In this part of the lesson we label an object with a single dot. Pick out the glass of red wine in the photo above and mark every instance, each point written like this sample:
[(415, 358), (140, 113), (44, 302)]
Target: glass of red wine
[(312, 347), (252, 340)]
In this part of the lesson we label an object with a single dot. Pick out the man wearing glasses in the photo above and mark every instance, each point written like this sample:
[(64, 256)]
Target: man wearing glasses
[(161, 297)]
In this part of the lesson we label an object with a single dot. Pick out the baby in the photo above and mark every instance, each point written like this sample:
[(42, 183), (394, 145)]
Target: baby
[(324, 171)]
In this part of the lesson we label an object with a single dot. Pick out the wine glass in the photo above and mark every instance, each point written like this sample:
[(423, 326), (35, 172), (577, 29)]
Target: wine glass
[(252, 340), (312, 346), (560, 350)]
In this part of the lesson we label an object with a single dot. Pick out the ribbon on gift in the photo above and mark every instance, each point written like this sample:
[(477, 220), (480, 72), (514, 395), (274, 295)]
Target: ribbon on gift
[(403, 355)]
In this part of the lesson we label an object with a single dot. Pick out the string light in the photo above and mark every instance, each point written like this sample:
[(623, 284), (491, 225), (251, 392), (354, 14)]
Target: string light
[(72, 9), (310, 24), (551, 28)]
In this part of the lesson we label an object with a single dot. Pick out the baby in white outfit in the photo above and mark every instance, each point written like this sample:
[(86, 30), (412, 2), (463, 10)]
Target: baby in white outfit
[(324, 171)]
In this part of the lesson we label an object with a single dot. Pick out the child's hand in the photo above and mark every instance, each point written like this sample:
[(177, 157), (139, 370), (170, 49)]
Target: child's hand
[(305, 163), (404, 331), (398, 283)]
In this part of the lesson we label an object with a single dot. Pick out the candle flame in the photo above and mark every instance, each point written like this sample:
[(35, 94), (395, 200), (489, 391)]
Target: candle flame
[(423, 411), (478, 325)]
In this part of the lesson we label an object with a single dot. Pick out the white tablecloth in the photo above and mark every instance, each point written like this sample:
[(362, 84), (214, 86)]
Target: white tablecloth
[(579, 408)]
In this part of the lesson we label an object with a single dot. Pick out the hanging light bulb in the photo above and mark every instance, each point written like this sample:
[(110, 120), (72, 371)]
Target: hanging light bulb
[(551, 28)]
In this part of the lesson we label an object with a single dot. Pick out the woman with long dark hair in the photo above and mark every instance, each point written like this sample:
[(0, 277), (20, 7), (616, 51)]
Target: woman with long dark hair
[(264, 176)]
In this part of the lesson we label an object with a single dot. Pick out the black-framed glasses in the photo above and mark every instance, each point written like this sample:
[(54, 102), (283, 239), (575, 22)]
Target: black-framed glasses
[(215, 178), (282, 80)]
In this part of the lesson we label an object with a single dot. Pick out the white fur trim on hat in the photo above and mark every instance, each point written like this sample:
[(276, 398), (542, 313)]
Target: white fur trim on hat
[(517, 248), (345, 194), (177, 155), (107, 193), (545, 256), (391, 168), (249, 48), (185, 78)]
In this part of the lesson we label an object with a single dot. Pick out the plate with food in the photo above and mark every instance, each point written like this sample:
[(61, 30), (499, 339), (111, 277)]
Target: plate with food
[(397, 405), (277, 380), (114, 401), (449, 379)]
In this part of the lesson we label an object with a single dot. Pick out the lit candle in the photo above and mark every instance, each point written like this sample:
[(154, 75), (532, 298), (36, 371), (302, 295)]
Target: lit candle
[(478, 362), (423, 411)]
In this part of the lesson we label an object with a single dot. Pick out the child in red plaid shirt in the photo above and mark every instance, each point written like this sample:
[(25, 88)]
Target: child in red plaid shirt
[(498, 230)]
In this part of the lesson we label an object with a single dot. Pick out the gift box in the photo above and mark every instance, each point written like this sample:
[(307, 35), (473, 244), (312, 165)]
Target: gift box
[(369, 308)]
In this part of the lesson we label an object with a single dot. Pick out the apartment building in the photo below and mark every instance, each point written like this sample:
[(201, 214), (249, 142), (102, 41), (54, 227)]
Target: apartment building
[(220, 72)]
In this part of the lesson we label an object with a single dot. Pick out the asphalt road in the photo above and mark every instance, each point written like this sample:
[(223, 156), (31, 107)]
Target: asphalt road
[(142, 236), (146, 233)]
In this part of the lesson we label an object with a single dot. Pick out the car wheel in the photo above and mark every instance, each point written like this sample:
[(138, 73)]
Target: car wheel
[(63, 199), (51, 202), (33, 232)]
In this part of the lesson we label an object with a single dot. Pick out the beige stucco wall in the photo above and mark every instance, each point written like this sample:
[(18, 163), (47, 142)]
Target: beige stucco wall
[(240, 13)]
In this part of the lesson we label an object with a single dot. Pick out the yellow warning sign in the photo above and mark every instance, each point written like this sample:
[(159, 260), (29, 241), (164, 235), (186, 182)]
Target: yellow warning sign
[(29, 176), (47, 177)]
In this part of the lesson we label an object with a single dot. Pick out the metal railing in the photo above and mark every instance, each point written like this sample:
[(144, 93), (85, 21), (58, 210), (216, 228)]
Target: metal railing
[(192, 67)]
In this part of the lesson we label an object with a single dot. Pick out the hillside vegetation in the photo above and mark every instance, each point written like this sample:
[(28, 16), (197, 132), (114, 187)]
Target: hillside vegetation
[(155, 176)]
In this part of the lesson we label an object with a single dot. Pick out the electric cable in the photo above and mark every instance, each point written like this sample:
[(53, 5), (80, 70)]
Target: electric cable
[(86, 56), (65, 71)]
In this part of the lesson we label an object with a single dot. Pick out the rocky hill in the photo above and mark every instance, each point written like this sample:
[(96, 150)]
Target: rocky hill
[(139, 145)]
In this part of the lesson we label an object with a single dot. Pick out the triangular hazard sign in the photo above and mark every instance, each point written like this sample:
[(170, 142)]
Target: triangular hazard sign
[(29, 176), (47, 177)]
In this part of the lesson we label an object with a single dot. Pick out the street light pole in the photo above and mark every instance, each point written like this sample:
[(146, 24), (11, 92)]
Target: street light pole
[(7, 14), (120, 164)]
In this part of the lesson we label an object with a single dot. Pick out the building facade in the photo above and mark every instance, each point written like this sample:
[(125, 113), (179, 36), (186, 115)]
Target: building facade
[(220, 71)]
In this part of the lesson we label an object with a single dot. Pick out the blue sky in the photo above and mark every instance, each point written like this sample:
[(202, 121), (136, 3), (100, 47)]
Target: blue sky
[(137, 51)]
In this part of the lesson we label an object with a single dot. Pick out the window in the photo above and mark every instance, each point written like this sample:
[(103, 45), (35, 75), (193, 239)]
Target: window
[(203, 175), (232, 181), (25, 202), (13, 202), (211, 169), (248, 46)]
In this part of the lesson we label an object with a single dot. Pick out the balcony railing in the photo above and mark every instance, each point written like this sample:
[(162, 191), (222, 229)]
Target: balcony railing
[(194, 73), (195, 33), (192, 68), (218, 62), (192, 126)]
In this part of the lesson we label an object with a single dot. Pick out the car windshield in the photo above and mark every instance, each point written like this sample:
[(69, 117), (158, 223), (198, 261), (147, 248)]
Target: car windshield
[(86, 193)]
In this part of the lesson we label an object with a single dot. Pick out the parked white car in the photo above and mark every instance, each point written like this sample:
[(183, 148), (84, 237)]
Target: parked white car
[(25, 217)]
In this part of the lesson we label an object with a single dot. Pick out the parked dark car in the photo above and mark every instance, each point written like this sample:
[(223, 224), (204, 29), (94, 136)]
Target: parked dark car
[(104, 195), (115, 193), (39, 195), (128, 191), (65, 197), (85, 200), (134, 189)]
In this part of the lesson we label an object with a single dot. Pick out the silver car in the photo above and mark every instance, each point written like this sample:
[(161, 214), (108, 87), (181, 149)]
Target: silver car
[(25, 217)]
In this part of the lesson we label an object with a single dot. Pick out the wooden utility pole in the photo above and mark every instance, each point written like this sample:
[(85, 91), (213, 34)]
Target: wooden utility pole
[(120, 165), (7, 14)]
----------
Problem details: Print exactly the lines from the one with "the car windshield" through the end of the data, inclusive.

Written answer:
In this part of the lesson we label an object with a single dot. Pick out the car windshield in the photo above and mark every instance, each point written like this sample:
[(69, 117), (158, 223), (198, 261), (147, 248)]
Target: car windshield
[(86, 193)]
In this part of the lesson we label an object with a single dot. Pick out the parked white car in the photo above and mark every instance, each point written like this sample:
[(183, 148), (84, 237)]
Target: parked white car
[(25, 217)]
In this part of the lesson we label an object with a single dot. Pick out the parked dark car in the photo above and mark every instance, each point written like this sample:
[(223, 224), (204, 29), (94, 136)]
Target: parked dark car
[(104, 195), (115, 193), (39, 195), (128, 191), (65, 197), (85, 200), (134, 189)]
In this part of the lesson we label an object with a single dot. Pick out the silver car in the photo above and mark every instance, each point written like this sample:
[(161, 214), (108, 87), (181, 149)]
Target: silver car
[(25, 217)]
In this part of the lesson we label an object with a single dot. Pick out the wooden utility pole in the photo above and mark every instance, each point written like this sample:
[(85, 91), (213, 34)]
Target: wooden utility pole
[(120, 165), (7, 14)]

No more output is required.